** Begin Task material **

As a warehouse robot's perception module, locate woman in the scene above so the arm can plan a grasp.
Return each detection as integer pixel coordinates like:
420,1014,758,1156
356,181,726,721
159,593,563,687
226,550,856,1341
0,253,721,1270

** End Task material **

- _Aim_
Give every line of the records above as a numbered list, leaving out blank lines.

- _Response_
1. As a warehouse robot's perception module, locate woman in the scene above so the arm can plan a grasp.
2. Return each detection as integer pixel coordinates like:
3. 420,1014,758,1156
4. 356,181,726,721
5. 159,593,563,687
6. 226,550,856,1341
7. 0,253,721,1270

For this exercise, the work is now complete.